---- Passage fourni

Cette élite constituerait donc, comme le laisse entendre la formulation « cette Tunisie-là », un ensemble homogène, en opposition avec un autre groupe, que l’auteur de l’article ne définit pas.

La situation est, hélas, bien plus complexe. Les francophones ne constituent pas un bloc de gens privilégiés, aveugles et n’aspirant qu’à ressembler à l’ancien colonisateur.

En effet, si tous les Tunisiens ayant fréquenté l’école publique sont francophones ou devraient l’être, le français étant, dès le primaire, la seconde langue d’enseignement, il est possible de distinguer plusieurs entités distinctes au sein de ce groupe que fascinerait l’ancien colonisateur.

Il y a ceux qui, bon gré mal gré, ont été élevés sous le protectorat et jusqu’aux années 1970 sur les bancs d’une école sinon française, du moins conçue sur le modèle français ; et ceux dont les parents ont des moyens suffisants pour être scolarisés dans les écoles et les universités privées ou françaises.

--------
---- Données extraites

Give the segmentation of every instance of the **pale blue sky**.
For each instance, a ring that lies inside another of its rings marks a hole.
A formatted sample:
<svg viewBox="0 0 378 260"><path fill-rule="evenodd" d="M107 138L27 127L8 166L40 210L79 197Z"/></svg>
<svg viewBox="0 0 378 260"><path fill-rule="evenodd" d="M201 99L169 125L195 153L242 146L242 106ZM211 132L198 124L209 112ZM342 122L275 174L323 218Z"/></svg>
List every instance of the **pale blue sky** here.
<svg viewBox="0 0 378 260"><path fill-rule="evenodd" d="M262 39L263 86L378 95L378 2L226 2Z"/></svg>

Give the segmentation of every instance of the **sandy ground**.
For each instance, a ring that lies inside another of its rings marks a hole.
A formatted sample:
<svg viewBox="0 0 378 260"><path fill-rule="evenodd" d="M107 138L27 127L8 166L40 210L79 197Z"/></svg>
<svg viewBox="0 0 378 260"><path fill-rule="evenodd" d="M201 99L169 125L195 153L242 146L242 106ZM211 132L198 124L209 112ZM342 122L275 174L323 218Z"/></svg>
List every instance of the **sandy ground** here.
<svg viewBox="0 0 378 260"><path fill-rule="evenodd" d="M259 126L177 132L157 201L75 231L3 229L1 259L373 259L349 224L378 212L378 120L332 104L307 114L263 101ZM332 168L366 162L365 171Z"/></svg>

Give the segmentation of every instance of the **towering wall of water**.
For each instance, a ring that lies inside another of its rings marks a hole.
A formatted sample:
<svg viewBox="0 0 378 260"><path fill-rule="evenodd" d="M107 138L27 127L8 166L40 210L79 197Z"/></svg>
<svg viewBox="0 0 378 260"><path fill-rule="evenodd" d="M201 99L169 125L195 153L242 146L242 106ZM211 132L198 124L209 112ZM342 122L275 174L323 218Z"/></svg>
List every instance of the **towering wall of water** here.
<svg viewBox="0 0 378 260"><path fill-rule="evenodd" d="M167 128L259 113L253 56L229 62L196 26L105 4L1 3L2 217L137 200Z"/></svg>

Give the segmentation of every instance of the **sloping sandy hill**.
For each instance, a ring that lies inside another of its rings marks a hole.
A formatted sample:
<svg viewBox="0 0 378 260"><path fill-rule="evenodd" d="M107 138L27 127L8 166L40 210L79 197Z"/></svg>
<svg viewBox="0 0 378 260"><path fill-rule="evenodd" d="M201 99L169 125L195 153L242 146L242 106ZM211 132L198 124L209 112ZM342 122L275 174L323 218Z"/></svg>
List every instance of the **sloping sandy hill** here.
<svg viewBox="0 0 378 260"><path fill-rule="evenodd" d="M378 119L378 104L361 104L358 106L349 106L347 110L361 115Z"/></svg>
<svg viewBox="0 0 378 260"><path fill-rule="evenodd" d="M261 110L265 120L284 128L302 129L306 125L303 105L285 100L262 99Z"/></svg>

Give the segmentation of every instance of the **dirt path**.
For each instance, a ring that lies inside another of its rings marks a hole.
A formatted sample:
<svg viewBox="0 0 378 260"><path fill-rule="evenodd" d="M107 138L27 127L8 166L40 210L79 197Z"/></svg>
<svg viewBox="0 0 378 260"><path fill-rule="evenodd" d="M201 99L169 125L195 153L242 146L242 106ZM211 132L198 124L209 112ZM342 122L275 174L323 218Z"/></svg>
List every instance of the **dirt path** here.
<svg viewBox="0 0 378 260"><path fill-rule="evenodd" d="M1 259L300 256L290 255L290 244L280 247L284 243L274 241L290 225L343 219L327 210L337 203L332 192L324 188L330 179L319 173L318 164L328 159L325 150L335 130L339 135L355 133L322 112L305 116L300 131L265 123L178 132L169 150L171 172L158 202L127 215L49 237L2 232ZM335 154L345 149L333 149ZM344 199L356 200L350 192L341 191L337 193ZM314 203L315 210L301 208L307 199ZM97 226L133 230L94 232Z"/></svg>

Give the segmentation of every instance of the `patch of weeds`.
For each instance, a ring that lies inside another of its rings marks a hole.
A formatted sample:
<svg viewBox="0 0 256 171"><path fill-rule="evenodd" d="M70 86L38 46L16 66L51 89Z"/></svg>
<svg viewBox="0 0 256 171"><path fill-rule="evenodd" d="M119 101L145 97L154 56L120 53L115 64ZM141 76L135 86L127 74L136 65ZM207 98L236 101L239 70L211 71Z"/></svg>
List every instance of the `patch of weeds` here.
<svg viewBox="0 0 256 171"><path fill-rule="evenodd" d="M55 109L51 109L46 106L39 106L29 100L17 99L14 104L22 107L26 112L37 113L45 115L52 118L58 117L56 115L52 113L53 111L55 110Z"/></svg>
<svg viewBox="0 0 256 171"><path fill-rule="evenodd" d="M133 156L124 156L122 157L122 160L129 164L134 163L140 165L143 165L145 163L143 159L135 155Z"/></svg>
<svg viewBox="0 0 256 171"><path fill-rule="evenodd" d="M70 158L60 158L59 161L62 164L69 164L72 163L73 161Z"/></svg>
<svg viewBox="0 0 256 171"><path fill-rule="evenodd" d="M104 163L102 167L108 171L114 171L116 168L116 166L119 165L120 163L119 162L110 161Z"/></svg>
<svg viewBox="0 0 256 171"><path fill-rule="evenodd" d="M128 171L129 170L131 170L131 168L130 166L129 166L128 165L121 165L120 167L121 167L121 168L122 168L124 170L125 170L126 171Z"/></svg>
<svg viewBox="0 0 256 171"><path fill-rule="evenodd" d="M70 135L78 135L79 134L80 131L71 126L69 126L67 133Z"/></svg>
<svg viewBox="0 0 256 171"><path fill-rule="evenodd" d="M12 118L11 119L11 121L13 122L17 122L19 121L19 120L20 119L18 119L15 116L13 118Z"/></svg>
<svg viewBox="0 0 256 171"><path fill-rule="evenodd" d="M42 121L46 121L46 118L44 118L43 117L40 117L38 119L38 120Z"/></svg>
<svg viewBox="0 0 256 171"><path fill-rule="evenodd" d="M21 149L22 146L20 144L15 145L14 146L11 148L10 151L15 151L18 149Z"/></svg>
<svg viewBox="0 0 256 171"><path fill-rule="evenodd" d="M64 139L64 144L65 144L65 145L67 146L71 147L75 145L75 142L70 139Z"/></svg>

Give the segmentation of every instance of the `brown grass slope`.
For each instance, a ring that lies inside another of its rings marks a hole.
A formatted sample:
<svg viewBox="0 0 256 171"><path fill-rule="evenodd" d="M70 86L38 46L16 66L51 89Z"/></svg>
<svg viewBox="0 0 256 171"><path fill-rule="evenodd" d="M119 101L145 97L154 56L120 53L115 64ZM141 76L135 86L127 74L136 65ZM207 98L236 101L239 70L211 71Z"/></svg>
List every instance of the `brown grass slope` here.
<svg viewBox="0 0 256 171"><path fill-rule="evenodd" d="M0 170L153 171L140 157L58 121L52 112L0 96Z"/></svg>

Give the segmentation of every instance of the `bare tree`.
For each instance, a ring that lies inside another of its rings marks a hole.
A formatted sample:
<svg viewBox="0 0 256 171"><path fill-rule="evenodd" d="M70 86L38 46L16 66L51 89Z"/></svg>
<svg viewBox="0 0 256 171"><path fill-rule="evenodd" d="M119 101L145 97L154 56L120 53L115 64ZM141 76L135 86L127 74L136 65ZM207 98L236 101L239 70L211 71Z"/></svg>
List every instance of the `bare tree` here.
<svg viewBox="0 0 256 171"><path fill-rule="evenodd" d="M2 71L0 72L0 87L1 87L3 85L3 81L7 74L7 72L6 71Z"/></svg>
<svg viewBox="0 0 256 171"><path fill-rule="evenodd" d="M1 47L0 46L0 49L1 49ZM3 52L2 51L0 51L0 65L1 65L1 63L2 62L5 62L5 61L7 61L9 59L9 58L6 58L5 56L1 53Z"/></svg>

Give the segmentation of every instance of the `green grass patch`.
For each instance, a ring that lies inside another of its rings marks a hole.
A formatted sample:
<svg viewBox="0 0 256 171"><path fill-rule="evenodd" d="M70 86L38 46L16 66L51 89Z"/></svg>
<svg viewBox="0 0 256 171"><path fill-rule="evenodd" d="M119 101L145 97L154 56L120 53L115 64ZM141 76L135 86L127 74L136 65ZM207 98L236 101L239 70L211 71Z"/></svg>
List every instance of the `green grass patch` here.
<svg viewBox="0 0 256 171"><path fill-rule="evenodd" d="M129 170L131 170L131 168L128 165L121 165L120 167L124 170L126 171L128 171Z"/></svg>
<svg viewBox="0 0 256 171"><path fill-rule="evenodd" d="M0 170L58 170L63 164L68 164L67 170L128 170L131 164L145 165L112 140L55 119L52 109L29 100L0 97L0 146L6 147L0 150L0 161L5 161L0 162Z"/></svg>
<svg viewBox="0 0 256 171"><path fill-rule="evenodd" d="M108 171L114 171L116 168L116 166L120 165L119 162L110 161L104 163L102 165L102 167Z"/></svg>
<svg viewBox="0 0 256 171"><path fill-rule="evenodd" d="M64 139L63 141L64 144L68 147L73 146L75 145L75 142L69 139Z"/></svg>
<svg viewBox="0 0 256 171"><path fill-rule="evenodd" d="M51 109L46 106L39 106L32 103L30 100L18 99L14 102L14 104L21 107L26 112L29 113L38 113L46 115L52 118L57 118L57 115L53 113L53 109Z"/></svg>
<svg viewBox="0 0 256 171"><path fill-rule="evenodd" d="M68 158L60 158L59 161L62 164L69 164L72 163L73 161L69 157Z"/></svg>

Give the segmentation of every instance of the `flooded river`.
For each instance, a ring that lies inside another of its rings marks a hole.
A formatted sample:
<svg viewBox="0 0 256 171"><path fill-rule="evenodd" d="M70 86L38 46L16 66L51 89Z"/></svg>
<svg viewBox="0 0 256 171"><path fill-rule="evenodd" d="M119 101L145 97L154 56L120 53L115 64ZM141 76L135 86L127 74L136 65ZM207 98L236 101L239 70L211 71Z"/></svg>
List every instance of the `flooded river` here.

--------

**Exercice proposé 1**
D'après le passage sur les francophones en Tunisie, quelle langue est la seconde langue d'enseignement dès le primaire ?
**Exercice proposé 2**
Reprenez le passage sur les francophones en Tunisie et poursuivez-le après sa dernière phrase.

**Résultat obtenu 1**
Le français.

**Résultat obtenu 2**
Double culture

Les francophones sexagénaires, les septuagénaires et les octogénaires, ceux-là mêmes qui, dit-on, sont frappés de cécité, connaissent bien les régions intérieures dont ils sont souvent natifs. Si leur culture française est solide, elle n’a fait que leur fournir les moyens de réfléchir à l’avenir de leur pays, voire de leurs régions. La double culture est une richesse, elle ouvre les horizons et éloigne du repli identitaire. L’aveuglement n’était pas de mise et il est mal venu d’imputer à la francophonie un mal dont elle n’est pas responsable.

Ceux qui regardent la rive nord de la Méditerranée, qu’il s’agisse des jeunes nantis ou des désespérés qui n’ont pas toujours la chance d’arriver à bon port, sont les victimes du libéralisme, du capitalisme, de la société de consommation, de la fracture qui s’est creusée entre les pays du Nord et les pays du Sud. Le Nord est attractif et le Sud l’est seulement pour les touristes, les hommes d’affaires et quelques chercheurs quand règnent l’ordre et la tranquillité.

Le modernisme ? Oui, « l’élite francophone » l’appelle de tous ses vœux, comme le font tous les Tunisiens, même ceux qui rêvent d’instaurer le califat.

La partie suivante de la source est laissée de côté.